**Exercise text**

╔══

Two PhD Studentships – Neural network analysis of quantum processes
Supervisor: Prof Ilya Kuprov
Project Description:
This project is about training and reverse-engineering deep neural networks that process and interpret magnetic resonance data.
Earlier this year, we created a family of neural networks that recovered molecular distance distributions from electron spin resonance data. The networks reliably returned distance data for proteins, nucleic acids, photosynthetic reaction centres, and other systems of current chemical and biological interest. However… this was not supposed to be possible: the mathematical transformations in question are ill-posed and numerically unstable. It is utterly unclear how neural networks accomplish what is technically, without regularisation, an impossible mathematical operation.
The objective of this project is to find out. You will make use of one of the biggest supercomputers in the UK to run neural network training against quantum mechanical simulations of spin dynamics in biological systems. The resulting networks will be taken apart with the purpose of finding out how exactly they work. The conclusions will have significance across physical sciences – at the moment, the internal functioning of artificial neural networks is largely a mystery.

╚══

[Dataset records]
╔══

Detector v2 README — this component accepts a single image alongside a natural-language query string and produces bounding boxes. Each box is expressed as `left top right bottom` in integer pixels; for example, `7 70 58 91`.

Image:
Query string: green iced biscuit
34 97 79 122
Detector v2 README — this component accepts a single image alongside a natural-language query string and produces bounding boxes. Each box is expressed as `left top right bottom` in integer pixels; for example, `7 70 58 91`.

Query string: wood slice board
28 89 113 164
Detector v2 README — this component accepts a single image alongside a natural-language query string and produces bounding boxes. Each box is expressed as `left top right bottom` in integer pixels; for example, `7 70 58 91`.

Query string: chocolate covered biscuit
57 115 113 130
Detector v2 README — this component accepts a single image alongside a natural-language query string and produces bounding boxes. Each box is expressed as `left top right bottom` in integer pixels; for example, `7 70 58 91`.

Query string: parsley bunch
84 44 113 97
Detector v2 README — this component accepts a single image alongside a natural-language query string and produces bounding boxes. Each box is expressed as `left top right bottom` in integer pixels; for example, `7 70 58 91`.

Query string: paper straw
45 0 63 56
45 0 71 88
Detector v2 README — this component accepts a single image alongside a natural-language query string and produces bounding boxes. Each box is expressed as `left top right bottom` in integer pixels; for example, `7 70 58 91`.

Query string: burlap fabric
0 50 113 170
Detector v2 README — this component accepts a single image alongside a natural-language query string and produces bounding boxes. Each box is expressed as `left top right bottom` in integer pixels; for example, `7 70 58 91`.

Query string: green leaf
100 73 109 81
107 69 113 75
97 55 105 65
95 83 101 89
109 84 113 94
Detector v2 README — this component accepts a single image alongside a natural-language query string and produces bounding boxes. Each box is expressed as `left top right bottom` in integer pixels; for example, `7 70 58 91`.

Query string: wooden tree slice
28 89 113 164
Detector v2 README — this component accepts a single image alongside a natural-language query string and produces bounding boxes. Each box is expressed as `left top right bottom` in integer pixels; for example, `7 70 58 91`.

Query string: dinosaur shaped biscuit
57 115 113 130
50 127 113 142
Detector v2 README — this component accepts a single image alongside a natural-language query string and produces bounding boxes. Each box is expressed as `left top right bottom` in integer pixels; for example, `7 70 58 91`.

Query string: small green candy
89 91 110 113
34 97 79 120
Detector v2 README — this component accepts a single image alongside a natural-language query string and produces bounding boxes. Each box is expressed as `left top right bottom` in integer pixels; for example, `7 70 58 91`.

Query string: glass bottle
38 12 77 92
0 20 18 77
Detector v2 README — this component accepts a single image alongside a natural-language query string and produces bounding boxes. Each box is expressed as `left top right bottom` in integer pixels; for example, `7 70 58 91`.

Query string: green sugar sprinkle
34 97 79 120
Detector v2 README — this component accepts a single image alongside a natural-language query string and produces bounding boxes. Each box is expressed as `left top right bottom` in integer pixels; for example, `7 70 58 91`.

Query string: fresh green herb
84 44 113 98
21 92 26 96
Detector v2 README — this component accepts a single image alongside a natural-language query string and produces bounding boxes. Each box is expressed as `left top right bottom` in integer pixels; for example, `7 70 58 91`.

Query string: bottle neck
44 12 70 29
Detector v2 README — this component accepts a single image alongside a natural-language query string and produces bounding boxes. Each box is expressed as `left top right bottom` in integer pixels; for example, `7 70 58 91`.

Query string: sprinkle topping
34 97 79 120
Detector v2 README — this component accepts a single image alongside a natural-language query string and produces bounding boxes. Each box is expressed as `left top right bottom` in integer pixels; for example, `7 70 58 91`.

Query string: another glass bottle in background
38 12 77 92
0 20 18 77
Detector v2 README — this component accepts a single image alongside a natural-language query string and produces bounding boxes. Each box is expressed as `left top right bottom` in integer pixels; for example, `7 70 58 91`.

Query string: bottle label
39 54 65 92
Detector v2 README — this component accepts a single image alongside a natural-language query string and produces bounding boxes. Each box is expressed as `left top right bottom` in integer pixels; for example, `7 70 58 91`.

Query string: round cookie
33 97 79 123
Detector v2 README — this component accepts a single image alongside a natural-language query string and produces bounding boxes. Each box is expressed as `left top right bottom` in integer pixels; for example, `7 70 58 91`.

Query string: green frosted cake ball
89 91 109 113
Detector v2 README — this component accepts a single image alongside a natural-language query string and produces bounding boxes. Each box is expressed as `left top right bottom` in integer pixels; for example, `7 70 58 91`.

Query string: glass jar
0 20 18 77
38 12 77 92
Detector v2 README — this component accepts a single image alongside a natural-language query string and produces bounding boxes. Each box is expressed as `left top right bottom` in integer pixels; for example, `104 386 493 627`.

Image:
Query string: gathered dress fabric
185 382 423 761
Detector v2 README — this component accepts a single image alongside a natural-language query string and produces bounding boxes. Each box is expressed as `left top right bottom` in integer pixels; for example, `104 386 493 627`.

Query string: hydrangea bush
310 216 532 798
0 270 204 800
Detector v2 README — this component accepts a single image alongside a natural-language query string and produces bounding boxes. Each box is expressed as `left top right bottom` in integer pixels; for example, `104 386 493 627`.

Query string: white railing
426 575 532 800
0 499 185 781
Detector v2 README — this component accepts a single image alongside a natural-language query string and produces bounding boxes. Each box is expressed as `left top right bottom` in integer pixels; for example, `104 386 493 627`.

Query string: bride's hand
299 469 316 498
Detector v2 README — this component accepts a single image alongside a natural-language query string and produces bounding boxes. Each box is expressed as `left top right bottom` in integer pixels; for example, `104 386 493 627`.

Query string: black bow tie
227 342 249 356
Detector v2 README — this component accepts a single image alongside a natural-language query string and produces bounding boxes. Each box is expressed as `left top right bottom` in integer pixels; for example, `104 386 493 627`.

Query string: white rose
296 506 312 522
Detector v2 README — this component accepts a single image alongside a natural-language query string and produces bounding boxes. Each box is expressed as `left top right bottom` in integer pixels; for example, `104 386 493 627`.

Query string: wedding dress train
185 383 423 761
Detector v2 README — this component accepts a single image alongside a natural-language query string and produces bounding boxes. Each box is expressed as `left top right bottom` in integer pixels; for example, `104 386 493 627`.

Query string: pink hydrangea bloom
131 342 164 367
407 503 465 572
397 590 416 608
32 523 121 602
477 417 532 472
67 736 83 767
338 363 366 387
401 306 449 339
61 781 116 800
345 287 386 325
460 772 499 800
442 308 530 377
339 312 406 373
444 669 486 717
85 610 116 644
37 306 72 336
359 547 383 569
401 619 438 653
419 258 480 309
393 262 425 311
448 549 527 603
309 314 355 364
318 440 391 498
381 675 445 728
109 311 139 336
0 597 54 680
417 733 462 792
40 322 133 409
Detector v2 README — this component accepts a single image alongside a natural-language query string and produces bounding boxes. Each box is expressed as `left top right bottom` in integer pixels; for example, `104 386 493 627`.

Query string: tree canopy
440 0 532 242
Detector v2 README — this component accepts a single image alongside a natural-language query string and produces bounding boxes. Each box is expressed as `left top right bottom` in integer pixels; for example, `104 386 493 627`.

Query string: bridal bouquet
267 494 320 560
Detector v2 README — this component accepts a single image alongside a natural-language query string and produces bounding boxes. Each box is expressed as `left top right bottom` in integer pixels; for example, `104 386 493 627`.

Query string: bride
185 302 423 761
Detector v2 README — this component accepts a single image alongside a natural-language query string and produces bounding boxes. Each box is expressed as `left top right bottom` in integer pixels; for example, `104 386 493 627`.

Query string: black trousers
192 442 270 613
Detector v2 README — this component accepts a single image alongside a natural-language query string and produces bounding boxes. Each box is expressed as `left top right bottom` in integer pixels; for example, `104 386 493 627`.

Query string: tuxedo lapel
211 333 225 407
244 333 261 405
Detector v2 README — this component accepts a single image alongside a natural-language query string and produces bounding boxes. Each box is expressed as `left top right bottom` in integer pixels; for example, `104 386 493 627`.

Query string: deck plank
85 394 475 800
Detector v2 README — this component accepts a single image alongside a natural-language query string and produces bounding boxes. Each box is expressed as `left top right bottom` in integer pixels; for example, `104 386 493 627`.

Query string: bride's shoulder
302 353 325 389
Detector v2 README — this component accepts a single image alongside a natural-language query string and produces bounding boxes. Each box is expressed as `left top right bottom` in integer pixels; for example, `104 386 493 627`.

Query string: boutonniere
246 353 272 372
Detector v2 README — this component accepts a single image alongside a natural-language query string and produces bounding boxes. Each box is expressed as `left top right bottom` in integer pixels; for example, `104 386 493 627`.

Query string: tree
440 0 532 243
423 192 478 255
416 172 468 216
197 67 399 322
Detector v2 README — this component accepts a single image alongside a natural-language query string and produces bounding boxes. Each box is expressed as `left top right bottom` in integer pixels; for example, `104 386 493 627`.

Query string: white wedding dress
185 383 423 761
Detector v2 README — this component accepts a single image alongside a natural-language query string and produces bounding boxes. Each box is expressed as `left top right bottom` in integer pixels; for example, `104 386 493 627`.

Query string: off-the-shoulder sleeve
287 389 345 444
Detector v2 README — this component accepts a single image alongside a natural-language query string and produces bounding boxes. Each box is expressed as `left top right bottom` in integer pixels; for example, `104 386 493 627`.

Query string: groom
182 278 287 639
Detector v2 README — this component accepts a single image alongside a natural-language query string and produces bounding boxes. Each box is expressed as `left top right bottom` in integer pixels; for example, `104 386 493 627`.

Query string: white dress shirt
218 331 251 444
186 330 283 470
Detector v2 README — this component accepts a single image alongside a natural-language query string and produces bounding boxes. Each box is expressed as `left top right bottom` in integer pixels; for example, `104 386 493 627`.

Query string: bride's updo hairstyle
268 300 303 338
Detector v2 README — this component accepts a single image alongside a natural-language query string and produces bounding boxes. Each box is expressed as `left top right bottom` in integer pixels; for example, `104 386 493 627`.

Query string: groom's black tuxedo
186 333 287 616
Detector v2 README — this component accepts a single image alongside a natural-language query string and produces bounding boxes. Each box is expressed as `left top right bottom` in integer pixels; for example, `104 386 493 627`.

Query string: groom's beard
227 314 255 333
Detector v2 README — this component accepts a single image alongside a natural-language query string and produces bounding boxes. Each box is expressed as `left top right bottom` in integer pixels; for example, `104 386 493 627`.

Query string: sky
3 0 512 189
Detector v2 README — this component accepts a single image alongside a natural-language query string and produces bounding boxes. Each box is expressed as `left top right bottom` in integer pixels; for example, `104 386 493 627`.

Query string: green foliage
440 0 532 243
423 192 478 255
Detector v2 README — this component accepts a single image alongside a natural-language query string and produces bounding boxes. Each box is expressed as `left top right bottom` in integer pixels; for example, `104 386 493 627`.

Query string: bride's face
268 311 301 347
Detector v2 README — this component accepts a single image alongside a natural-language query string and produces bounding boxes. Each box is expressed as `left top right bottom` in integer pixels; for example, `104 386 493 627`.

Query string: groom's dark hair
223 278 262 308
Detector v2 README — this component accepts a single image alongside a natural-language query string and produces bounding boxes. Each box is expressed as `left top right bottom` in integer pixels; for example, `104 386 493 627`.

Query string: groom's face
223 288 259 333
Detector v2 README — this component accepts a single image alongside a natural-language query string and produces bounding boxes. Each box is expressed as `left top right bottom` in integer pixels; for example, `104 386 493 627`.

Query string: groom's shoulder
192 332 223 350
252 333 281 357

╚══

**Problems to solve**
1. In the project description, what kind of data did the earlier neural networks recover molecular distance distributions from?
2. Please extend the project description beyond its final sentence.

**Answers by item**
1. Electron spin resonance data.

2.
These are 4-year studentships; they are open to UK and EU nationals, and include all applicable university fees, as well as a tax-free stipend of £15,009 per year. It is likely that the students will make a major contribution to both quantum theory and artificial intelligence by exploring, developing, and analysing neural networks that process spectroscopic data. This project is a collaboration with ETH Zurich (Prof Gunnar Jeschke) and Weizmann Institute (Prof Daniella Goldfarb), and will involve visits to both of these institutions.
University of Southampton supercomputing facilities are among the best in the country – Iridis5 cluster is the most powerful academic supercomputer in the UK. It has 20,000 CPU cores as well as dedicated NVidia Tesla V100 compute nodes that this project will use.